[start]
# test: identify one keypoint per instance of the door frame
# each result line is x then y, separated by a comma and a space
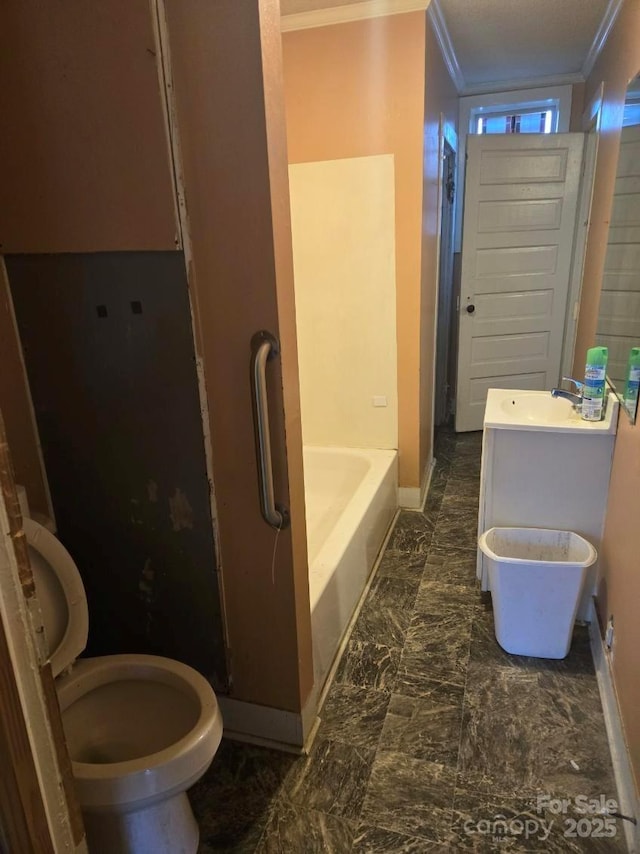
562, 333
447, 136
[end]
[start]
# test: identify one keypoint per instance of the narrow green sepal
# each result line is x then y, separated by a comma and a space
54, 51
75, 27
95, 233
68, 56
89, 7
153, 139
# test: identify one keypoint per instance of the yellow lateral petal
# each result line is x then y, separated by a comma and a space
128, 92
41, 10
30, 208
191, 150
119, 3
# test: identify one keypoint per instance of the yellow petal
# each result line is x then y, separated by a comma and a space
[end]
● THE PROBLEM:
Locate every line in the items above that contains the word "yellow" and copy each of those lines.

● WRITTEN SOLUTION:
# test: identify one keypoint per instance of the yellow lateral petal
# test: identify one keypoint per instance of the yellow petal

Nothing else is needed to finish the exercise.